- [EXERCISE MATERIAL]

+++

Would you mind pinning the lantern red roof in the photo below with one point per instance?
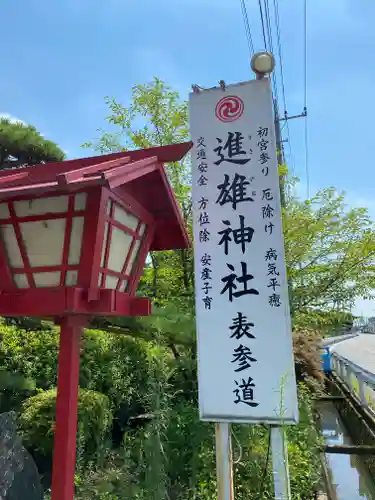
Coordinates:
(140, 173)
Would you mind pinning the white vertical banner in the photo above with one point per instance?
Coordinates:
(245, 357)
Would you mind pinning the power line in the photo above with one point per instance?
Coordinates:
(247, 28)
(270, 45)
(280, 59)
(263, 28)
(305, 98)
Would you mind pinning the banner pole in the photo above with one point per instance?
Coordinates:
(280, 465)
(224, 464)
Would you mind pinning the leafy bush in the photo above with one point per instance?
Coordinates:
(37, 421)
(308, 364)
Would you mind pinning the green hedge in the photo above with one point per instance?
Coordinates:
(37, 421)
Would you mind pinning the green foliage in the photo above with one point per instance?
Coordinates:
(146, 367)
(22, 145)
(330, 251)
(37, 421)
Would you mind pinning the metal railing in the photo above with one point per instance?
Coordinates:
(360, 382)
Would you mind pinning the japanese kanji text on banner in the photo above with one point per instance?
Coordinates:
(245, 357)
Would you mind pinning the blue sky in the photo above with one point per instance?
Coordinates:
(62, 57)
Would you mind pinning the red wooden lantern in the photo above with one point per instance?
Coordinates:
(74, 237)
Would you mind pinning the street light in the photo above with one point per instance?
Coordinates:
(74, 237)
(262, 63)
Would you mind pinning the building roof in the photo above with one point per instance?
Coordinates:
(142, 171)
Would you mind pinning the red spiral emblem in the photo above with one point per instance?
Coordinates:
(229, 108)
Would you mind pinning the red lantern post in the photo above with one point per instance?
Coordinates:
(74, 237)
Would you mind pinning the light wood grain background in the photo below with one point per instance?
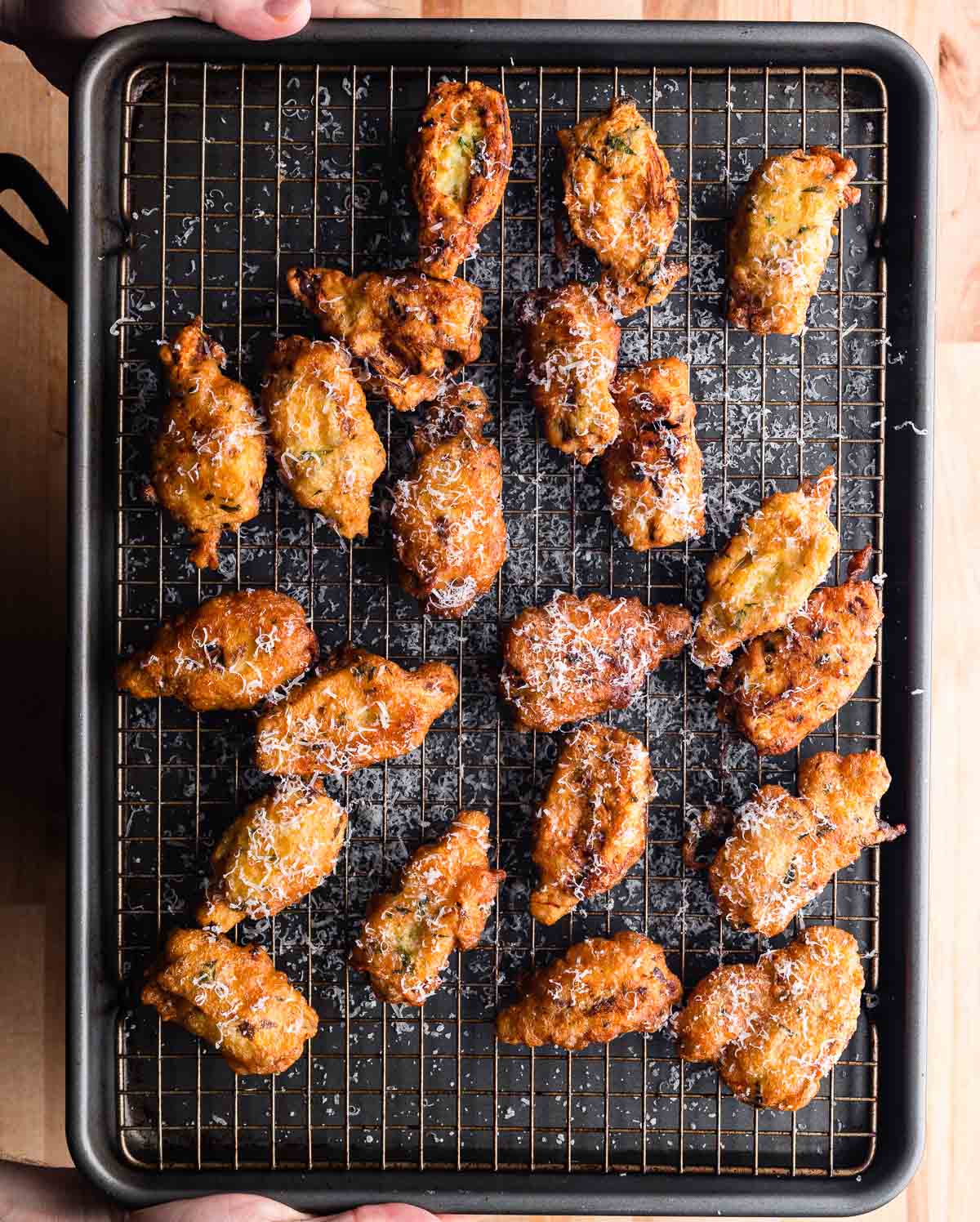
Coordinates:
(33, 121)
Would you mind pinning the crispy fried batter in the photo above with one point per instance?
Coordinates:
(233, 997)
(323, 436)
(209, 457)
(362, 710)
(403, 324)
(577, 658)
(278, 850)
(776, 1027)
(591, 827)
(653, 470)
(781, 236)
(783, 850)
(768, 569)
(622, 203)
(572, 342)
(599, 989)
(226, 654)
(448, 522)
(460, 163)
(788, 682)
(441, 903)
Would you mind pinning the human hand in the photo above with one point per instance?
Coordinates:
(43, 1194)
(56, 34)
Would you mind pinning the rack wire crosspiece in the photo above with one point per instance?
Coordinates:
(231, 172)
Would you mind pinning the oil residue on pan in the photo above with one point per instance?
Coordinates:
(233, 174)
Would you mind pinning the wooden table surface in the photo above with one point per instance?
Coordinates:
(33, 121)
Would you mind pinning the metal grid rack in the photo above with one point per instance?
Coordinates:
(231, 172)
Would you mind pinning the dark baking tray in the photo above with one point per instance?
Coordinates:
(98, 231)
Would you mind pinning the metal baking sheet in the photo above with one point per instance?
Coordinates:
(229, 170)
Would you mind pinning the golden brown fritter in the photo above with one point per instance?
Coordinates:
(776, 1027)
(440, 904)
(653, 470)
(572, 342)
(448, 521)
(781, 236)
(788, 682)
(591, 827)
(622, 203)
(578, 658)
(403, 324)
(599, 989)
(782, 850)
(278, 850)
(233, 997)
(226, 654)
(209, 457)
(768, 569)
(323, 436)
(460, 163)
(362, 710)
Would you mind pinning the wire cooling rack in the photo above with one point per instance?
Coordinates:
(233, 172)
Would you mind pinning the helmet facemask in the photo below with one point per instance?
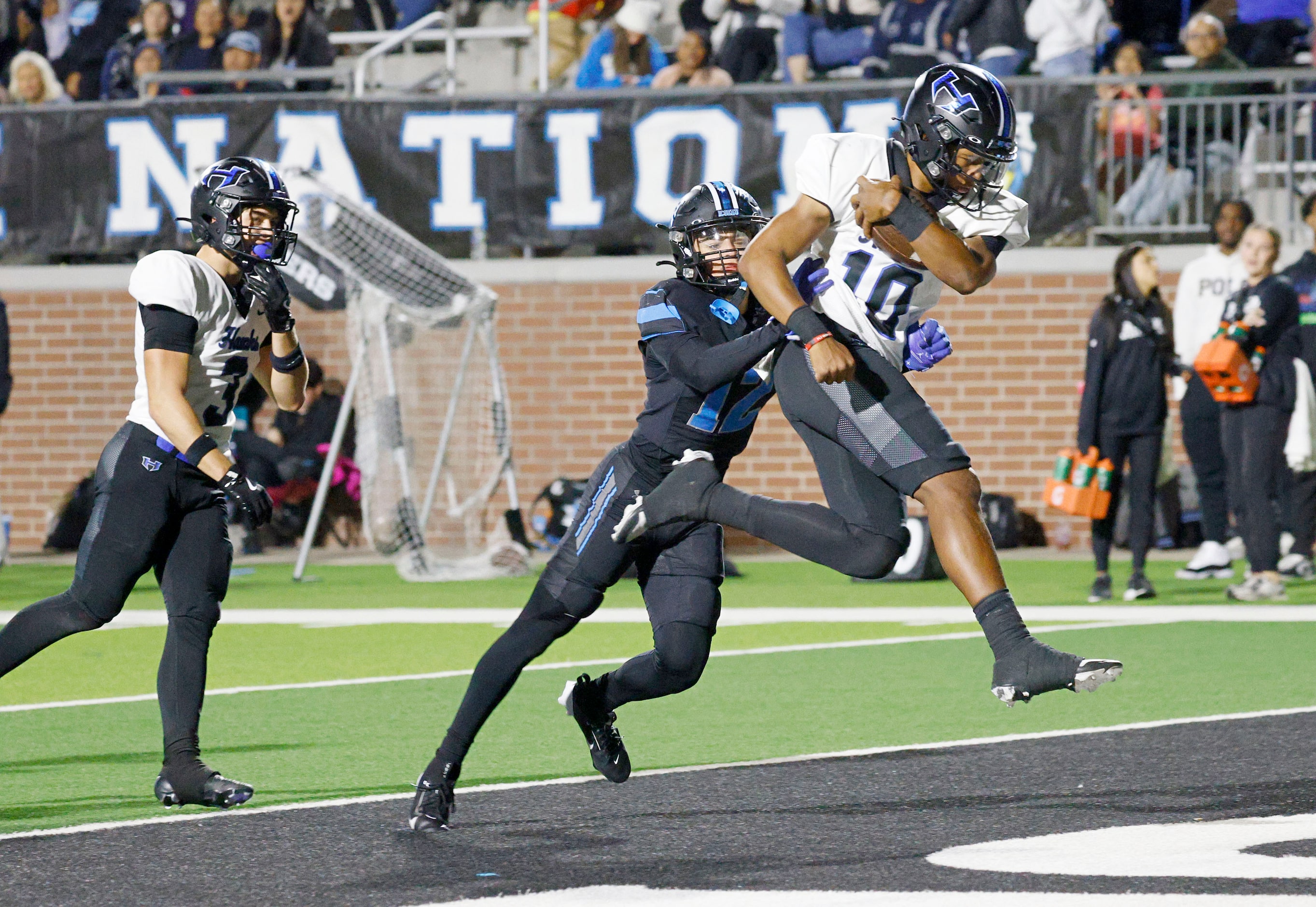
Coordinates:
(249, 244)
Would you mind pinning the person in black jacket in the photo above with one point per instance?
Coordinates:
(1253, 434)
(1130, 354)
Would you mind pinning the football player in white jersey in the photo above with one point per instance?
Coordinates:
(894, 223)
(204, 322)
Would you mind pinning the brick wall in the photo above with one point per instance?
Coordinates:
(1008, 393)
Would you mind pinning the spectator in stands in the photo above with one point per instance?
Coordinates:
(1204, 285)
(200, 48)
(568, 39)
(1068, 33)
(94, 27)
(149, 57)
(116, 78)
(827, 35)
(55, 27)
(624, 55)
(1253, 434)
(1204, 39)
(1130, 354)
(907, 39)
(994, 31)
(254, 16)
(1302, 276)
(298, 39)
(744, 37)
(1130, 123)
(20, 31)
(242, 53)
(32, 81)
(693, 66)
(1266, 31)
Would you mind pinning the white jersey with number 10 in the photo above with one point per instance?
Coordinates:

+++

- [WORK REQUEST] The material above must be reproduced line for line, with the images omitted.

- [RESULT BELOW]
Would you mind pinning the lantern red roof in the photo below with one point per instance?
Coordinates:
(140, 173)
Would you mind pinning the white vertical banner in the photo above with one point per instance?
Coordinates:
(245, 357)
Would you mind pinning the power line in the photo above with one point per instance?
Coordinates:
(247, 28)
(270, 45)
(280, 59)
(263, 28)
(305, 98)
Would you mind pinning the banner pole in the photo above with one point per instance?
Coordinates:
(280, 465)
(224, 464)
Would you mind pinning the leafy bush in the photo above with one point per instance?
Coordinates:
(37, 421)
(308, 364)
Would you mind pinning the green hedge in the photo above with one point per instance?
Coordinates:
(37, 421)
Would you mind pinning the green foliage in the photo above with one point per instance?
Coordinates:
(146, 367)
(22, 145)
(330, 251)
(37, 421)
Would you mind pinning the metal railing in the photo above with one point per instance?
Coordinates:
(360, 382)
Would you mind pinning the japanese kanji text on banner in the photo above with one point per instance?
Coordinates:
(245, 357)
Would you mind pinning the blue sky in the photo above with one point per instance?
Coordinates:
(62, 57)
Would you mind pinning the red wooden lantern in the photo above with one point per instance?
Coordinates:
(74, 237)
Would you mind pinning the street light in the photo above with one point per instance?
Coordinates:
(74, 237)
(262, 63)
Would you mind pinning the building roof in the photo above with one point per instance?
Coordinates:
(142, 171)
Would you mind pinning the red spiral emblem in the photo above with one point per instance?
Coordinates:
(229, 108)
Would you mind pinning the red lantern post in the photo above with one point per instance?
Coordinates:
(74, 237)
Would you mind pinning the light wood grain background in the photo below with one point per instance?
Coordinates:
(33, 121)
Would you mind pinning the crispy fried batter in the photo above with one point per instance?
Coordinates:
(233, 997)
(323, 436)
(209, 457)
(362, 710)
(403, 324)
(577, 658)
(278, 850)
(776, 1027)
(591, 827)
(653, 470)
(781, 236)
(783, 850)
(768, 569)
(622, 203)
(572, 342)
(599, 989)
(226, 654)
(448, 522)
(460, 163)
(788, 682)
(441, 903)
Would you mind pinning the human hand in the photo above with one point per instance?
Coordinates:
(43, 1194)
(56, 34)
Would you mind pinning the rack wire crosspiece in the photo above with one point per instance?
Coordinates:
(231, 172)
Would you mind pinning the oil residue on pan in the photo above with one point per instance?
Coordinates:
(233, 174)
Would you mind pinning the wooden table surface in the photo above with one point per instance?
Coordinates:
(33, 121)
Would you mind pinning the metal grid rack in the photo above with one point per instance?
Coordinates:
(231, 172)
Would you mind pinning the dark baking tray in the photo above with one point per instance?
Coordinates:
(98, 231)
Would you mind pinning the metal baking sheet in the photo above with one point per instance?
Coordinates:
(229, 170)
Would you mind pinning the golden brown fritter in the photo above with one point per instance?
Coordinates:
(776, 1027)
(440, 904)
(653, 470)
(572, 342)
(448, 521)
(781, 236)
(788, 682)
(591, 827)
(622, 203)
(578, 658)
(403, 324)
(599, 989)
(782, 850)
(278, 850)
(233, 997)
(226, 654)
(209, 457)
(768, 569)
(323, 436)
(460, 163)
(362, 710)
Would you mind pinning the wire cooling rack in the photo above with one point per instance?
Coordinates:
(233, 172)
Would you mind pinning the helmet facemask in the photo below with one point per instance?
Coordinates:
(249, 244)
Would you mind pinning the person in black jacket in the photo above with one point per instance?
Coordinates:
(1253, 434)
(1130, 354)
Would you mind pinning the football player in white jersey in the photo above with one point per instance?
Coordinates:
(894, 223)
(204, 322)
Would you mind pinning the brick wall in the photo above with one point per instance?
Coordinates:
(1008, 393)
Would you mind pinning the spectator in stands in the photo above with one point per instance?
Coordinates:
(1204, 285)
(200, 48)
(568, 39)
(1068, 33)
(94, 27)
(149, 57)
(116, 78)
(827, 35)
(55, 27)
(624, 55)
(1253, 434)
(1204, 39)
(1130, 354)
(907, 39)
(994, 31)
(254, 16)
(1302, 276)
(298, 39)
(744, 37)
(1130, 123)
(20, 31)
(242, 53)
(32, 81)
(693, 66)
(1266, 31)
Would you mind pinning the white jersey with number 10 in the photo above with one point per instance?
Coordinates:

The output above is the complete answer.